● SET EXERCISE
Pick out each line of the entries below that contains the word "paddle", and copy those lines.

● TASK DATA
· · · · ·
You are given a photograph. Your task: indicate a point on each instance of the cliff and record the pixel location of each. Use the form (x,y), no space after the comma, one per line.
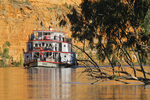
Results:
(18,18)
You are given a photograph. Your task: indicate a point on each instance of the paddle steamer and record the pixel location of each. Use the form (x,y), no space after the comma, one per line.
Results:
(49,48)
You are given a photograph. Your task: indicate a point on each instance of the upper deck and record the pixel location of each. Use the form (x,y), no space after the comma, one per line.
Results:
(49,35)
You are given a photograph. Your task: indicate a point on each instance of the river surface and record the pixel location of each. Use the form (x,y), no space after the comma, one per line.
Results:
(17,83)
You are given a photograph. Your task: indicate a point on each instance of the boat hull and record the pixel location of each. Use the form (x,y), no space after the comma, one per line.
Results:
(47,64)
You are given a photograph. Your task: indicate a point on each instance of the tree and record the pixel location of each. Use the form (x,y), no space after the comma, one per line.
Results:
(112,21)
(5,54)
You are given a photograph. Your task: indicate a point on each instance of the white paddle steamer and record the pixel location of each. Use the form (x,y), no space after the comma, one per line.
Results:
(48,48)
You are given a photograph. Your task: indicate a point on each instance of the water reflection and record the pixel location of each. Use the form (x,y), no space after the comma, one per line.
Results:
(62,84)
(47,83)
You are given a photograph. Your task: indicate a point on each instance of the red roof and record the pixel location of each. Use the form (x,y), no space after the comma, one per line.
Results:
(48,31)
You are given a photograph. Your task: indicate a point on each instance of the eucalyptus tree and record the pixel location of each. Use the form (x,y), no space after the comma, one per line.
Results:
· · · · ·
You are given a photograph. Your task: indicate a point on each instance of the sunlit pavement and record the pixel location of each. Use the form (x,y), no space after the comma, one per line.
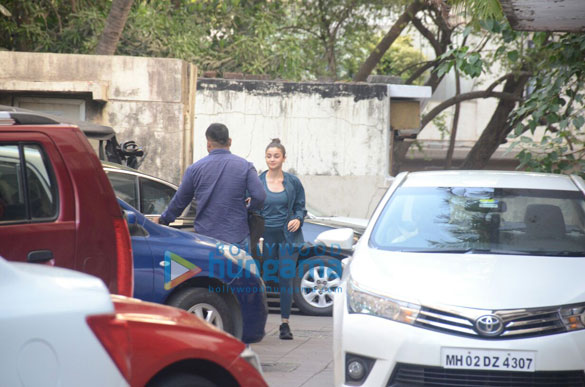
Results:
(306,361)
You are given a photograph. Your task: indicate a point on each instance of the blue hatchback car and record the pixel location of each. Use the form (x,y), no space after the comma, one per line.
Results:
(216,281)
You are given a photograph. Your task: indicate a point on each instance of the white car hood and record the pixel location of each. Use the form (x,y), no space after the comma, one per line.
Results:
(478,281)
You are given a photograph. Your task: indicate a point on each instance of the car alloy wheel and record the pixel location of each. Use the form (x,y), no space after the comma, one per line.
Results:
· · · · ·
● WRITTEN RESPONSE
You are given a photograph. Your task: indicate a point on each instance of the paddle steamer and record the pixel location of each. Use the form (x,y), no space after the comma, one per line.
You are given a photograph. Your task: indicate a point on each instance of the white paddle steamer and record the pixel location of each. Use the form (x,y), no space after the comma, one per line.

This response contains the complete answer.